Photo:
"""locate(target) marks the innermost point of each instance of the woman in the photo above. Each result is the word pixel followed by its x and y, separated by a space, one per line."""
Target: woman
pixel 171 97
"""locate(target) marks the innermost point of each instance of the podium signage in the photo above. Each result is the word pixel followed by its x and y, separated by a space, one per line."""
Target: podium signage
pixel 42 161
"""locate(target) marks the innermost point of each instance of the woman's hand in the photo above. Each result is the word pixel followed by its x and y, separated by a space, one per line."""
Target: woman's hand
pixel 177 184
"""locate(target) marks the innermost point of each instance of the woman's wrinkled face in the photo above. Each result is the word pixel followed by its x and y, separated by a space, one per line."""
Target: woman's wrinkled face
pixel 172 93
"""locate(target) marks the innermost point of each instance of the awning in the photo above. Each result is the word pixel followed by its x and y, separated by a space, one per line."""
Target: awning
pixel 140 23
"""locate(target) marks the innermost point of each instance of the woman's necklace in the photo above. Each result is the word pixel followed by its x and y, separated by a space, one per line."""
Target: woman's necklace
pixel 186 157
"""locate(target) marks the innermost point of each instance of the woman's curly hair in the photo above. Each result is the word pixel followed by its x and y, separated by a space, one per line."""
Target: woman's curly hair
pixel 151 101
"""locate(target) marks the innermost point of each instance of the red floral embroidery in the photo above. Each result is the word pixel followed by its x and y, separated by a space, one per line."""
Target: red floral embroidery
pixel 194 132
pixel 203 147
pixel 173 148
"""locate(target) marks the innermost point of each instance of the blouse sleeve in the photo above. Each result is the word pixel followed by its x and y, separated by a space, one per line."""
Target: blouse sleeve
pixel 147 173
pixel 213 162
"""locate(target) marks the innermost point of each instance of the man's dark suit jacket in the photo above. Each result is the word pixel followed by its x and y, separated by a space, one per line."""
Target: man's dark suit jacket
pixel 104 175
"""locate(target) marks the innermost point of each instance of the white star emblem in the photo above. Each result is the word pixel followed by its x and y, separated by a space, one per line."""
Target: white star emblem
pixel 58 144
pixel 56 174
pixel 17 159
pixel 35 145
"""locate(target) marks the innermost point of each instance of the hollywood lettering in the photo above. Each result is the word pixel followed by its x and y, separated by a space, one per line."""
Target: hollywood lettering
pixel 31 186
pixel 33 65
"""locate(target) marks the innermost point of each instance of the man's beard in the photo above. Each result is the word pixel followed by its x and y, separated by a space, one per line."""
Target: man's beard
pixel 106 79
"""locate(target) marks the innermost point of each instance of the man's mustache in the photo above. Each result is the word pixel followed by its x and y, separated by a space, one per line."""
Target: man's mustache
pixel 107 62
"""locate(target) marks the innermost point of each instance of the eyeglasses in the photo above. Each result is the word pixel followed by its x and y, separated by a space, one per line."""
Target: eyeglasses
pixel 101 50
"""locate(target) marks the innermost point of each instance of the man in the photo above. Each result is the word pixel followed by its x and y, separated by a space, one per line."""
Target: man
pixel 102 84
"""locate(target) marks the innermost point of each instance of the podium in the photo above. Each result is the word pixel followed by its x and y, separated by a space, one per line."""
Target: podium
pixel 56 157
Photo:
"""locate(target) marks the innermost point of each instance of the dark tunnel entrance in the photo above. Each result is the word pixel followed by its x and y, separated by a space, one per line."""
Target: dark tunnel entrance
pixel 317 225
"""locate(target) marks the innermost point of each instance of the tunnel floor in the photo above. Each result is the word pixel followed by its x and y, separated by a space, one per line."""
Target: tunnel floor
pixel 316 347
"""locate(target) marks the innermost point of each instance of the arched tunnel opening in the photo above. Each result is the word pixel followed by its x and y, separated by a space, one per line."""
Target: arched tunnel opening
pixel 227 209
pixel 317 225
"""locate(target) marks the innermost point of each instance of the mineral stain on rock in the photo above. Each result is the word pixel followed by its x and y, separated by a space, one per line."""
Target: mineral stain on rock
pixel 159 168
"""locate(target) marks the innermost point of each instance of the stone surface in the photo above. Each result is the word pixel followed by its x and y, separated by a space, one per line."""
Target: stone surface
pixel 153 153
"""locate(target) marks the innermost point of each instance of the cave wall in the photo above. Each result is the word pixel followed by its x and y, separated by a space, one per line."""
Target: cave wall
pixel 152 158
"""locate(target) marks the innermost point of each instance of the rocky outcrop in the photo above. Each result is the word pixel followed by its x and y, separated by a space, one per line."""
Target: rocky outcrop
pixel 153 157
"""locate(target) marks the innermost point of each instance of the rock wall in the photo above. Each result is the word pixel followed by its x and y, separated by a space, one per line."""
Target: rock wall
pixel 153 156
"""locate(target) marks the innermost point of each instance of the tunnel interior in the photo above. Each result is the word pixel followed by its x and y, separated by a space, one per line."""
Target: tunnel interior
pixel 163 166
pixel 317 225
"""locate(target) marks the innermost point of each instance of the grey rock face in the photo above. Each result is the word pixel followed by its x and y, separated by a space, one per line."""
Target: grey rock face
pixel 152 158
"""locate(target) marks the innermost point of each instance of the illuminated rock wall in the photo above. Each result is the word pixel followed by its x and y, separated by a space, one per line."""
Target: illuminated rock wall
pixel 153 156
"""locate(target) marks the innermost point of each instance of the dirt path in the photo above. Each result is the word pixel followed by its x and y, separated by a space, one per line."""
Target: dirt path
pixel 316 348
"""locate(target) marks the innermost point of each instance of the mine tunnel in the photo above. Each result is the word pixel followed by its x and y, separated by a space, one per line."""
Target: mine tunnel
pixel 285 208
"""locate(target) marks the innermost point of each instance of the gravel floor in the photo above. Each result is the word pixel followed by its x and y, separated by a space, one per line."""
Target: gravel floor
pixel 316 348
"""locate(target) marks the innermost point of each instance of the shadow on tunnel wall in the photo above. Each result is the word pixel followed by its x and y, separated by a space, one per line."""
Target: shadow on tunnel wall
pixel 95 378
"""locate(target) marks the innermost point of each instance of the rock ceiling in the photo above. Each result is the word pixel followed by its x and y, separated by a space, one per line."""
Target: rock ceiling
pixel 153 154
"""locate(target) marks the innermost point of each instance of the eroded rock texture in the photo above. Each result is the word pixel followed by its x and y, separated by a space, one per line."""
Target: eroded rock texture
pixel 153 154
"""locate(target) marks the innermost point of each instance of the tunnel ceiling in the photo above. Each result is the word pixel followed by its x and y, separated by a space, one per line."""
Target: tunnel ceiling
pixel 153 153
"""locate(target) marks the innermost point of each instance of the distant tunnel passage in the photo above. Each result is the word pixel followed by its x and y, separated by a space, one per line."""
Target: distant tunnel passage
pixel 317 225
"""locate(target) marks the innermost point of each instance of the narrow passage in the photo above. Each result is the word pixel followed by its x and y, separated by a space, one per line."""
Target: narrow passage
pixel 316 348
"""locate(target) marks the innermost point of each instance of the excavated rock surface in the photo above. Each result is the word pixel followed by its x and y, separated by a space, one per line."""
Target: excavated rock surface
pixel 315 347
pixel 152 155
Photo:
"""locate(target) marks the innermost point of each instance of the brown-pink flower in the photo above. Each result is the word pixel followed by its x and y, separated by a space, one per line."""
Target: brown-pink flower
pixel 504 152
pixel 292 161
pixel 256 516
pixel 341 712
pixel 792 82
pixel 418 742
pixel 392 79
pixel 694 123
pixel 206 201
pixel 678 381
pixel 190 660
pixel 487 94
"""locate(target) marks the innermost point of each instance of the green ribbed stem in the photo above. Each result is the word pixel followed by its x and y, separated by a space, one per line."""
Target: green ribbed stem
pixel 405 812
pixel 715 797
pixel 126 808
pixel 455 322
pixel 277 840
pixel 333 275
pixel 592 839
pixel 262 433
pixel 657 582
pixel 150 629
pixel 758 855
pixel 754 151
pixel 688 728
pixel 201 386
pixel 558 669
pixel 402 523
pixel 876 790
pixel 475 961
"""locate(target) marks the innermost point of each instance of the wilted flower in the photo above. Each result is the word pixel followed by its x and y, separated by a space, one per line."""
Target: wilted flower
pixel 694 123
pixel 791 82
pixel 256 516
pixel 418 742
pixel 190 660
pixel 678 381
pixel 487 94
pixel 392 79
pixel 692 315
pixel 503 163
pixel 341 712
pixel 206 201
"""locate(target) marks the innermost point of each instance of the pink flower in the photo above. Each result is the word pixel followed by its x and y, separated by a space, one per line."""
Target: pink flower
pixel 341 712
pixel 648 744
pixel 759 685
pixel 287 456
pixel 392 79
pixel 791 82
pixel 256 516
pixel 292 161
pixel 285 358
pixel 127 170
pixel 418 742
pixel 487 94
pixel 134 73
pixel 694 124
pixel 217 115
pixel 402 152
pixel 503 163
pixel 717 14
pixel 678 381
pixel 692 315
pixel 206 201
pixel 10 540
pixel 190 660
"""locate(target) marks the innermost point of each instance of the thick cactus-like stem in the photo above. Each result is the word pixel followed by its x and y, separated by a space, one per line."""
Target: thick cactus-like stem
· · ·
_TASK ITEM_: In these records, tally the lines that contain the string "cactus", and give only the result.

_ANSWER AREA_: 2